■ Instructions for the task ■
Decide whether each statement below agrees with the film review that follows, answering yes or no and quoting the words of the review that settle it. (a) A friend pointed the writer to the filmmaker. (b) The filmmaker worked under heavy interference from censors. (c) The filmmaker feels his strongest kinship with Eisenstein.

■ Document segment ■
════

I was directed to this man, who Sergei Parajanov called 'one of the few authentic geniuses of cinema', by a friend who knows my tastes and on the basis of my strong affinity for Soviet montage. Now all those people - Eisenstein, Kuleshov, Vertov, etc - by the time sound rolled in were scattered to the four winds by Stalin and the censors. At least this revolution was prematurely brought to a halt, in my estimation the most defining and important in the first half of cinema and possibly to this day. The most experimental work in this field was never really allowed to blossom. What we got in these 10 years was enough to change the way we see.

Now my notion of Soviet montage is simple: a world that is animated in full rigor and solely by the impulse to see. Story in this mode is not our reason to see but rather the tumultuous after-effect of being engaged to do so. It emerges but only as we edit and synthesize continuously shifting glimpses into one.

Enter this guy, who came to the scene a few decades later and was allowed to work unobstructed and in complete anonymity. No doubt he has intimately studied all these past masters but above all feels a kinship to Dziga Vertov. Outwards his movies are composed symphonically, as paeans, with every intersecting set of images - about work, war, nature, or mundane life - annotating the impulse to reveal overarching destinies.

════

■ Information supplied ■
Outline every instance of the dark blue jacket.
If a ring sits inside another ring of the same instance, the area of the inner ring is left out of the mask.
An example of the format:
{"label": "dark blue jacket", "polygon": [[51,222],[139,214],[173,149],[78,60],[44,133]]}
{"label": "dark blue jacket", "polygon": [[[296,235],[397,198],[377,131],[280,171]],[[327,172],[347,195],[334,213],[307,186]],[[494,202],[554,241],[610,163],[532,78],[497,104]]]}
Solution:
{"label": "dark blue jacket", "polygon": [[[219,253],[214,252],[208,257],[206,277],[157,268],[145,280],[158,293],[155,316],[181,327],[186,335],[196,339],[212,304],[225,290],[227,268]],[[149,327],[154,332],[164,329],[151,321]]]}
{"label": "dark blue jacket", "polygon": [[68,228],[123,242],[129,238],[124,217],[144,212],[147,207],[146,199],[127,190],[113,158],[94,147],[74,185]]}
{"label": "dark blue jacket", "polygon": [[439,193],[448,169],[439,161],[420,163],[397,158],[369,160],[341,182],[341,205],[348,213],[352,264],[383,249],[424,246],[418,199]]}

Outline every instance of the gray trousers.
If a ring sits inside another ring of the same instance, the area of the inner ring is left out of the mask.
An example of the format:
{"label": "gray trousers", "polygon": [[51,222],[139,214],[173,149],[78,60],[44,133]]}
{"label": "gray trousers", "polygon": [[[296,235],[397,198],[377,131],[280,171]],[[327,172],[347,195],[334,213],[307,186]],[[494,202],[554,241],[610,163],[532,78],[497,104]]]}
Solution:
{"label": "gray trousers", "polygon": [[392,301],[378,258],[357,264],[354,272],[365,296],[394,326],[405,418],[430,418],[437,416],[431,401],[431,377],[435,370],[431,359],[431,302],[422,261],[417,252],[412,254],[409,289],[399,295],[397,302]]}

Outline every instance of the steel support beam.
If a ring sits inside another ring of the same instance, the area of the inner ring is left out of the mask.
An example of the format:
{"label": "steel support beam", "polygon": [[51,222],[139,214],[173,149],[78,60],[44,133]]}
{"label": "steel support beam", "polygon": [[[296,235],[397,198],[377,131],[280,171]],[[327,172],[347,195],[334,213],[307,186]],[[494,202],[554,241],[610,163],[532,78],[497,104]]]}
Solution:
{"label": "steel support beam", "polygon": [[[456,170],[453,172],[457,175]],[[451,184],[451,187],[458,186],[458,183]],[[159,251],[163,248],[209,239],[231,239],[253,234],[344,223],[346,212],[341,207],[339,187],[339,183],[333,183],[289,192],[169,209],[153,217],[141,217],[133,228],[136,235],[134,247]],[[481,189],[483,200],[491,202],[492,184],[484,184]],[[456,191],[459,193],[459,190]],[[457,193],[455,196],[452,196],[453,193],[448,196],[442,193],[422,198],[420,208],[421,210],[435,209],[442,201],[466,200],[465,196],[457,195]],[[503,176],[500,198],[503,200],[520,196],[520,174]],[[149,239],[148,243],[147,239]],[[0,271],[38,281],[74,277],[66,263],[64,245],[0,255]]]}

════

■ Complete output ■
(a) Yes: "by a friend who knows my tastes"
(b) No: "was allowed to work unobstructed and in complete anonymity"
(c) No: "above all feels a kinship to Dziga Vertov"